Texte proposé -
>>>>>
Voilà un pur arrêt de droit des obligations qui pourrait apparaître comme un arrêt de droit de l'investissement. Il est intéressant pour montrer comment le juge d'appel peut perdre le fil logique d'une demande de réparation.

I. La Cour de cassation, dans le n° 11 de son arrêt, l'indique nettement.

"... l'arrêt retient que celle-ci (le prestataire Ndlr) avait manqué à son devoir de conseil sur les risques de perte du capital lié à un type d'investissement complexe et atypique, présentant un caractère aléatoire, alors que Mme [U] était un investisseur non averti et présentait un profil d'investisseur prudent, mais décide qu'il n'est pas établi que Mme [U] n'aurait pas choisi l'investissement litigieux si elle avait été mieux informée et que sa perte de chance de ne pas perdre son investissement trouve sa cause dans la liquidation de la société Aristophil." Outre ce nom célèbre, on constate la négation même du concept de perte de chance avec ce raisonnement. Sachant que la mécanique de la perte de chance se discute, mais un juge d'appel doit pour l'heure l'appliquer.
<<<<<
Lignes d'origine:
>>>>>
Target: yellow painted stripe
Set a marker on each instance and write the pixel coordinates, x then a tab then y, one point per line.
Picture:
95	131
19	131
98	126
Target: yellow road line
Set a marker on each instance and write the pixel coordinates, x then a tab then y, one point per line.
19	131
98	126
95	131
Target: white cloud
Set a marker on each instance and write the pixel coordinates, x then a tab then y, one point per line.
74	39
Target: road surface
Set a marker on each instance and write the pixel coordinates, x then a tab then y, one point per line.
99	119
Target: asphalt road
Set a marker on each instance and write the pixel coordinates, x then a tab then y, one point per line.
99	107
<<<<<
>>>>>
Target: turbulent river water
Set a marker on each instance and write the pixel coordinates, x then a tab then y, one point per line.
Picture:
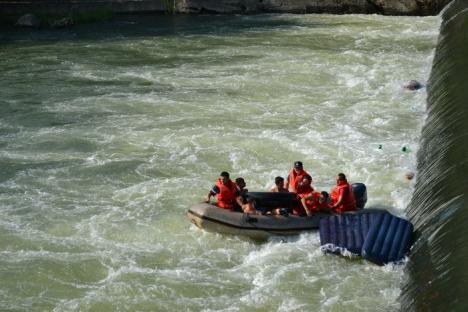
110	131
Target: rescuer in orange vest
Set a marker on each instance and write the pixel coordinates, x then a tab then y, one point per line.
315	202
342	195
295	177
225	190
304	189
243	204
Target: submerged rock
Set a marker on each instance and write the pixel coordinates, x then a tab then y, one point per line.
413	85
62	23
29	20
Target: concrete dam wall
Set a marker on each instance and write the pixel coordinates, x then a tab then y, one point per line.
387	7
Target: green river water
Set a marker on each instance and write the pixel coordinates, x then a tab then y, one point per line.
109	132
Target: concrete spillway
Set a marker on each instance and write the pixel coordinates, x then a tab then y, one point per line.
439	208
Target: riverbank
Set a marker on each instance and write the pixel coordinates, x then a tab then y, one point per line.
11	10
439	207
<<<<<
Série d'exercices -
1 - Répondez aux questions suivantes à partir du commentaire d'arrêt.
(a) Que peut perdre le juge d'appel face à une demande de réparation ?
(b) Dans quel numéro de son arrêt la Cour de cassation l'indique-t-elle nettement ?
(c) À quel événement l'arrêt d'appel attribue-t-il la cause de la perte de chance de Mme [U] ?
2 - Résumez le commentaire d'arrêt en deux phrases.
3 - Poursuivez le commentaire d'arrêt sur la perte de chance à la suite de sa dernière phrase.

Réponses dans l'ordre -
1 -
(a) Le fil logique de la demande de réparation.
(b) Dans le n° 11.
(c) À la liquidation de la société Aristophil.

2 - Le commentaire présente un pur arrêt de droit des obligations, qui pourrait passer pour un arrêt de droit de l'investissement, et montre comment le juge d'appel peut perdre le fil logique d'une demande de réparation. L'arrêt d'appel retient que le prestataire a manqué à son devoir de conseil envers Mme [U], investisseur non averti au profil prudent, mais juge non établi qu'elle aurait renoncé à l'investissement et rattache sa perte de chance à la liquidation de la société Aristophil, ce qui revient à nier le concept même de perte de chance.

3 -
La fin de l'histoire : l'investisseur aura-t-il 1 % de ses pertes, ou 99 % ? La perte chance oblige le juge à fixer souverainement, mais dans ces bornes (1 ou 99 %), le préjudice du client, de le calculer en euros et ainsi de le réparer. Pour l'heure, les réparations en cryptomonnaies ne sont pas permises mais à la vitesse des "petites" reconnaissances légales et réglementaires de ces monnaies qui ne sont pas des monnaies... cela ne saurait tarder.

II. Pour les amateurs de théorie, vous noterez que le juge du droit cite la cour d'appel en évoquant "la date des contrats d'investissement", notion actuellement cryogénisée. Le contrat d'investissement est un sujet intraitable en l'état actuel de la doctrine, le retard accumulé en théorisation se capitalise en décennies. La réflexion est bornée entre les murs du droit des sociétés, du droit bancaire et du droit des marchés financiers, l'innovation du "contrat d'investissement" est inaccessible. Pensez, la confusion règne encore entre épargne, placement, investissement... y compris chez le législateur, lequel a sur ces questions son centre de gravité à la Direction générale du Trésor qui a des trésors de non-doctrine.

III. Sur le plan de l'intendance, la réponse au premier moyen doit être notée; le délai de prescription court à compter du jour où l'investisseur a vu se réaliser les pertes, et non à la date des investissements. Cela peut tout de même interroger. Mais pas ici et pas maintenant.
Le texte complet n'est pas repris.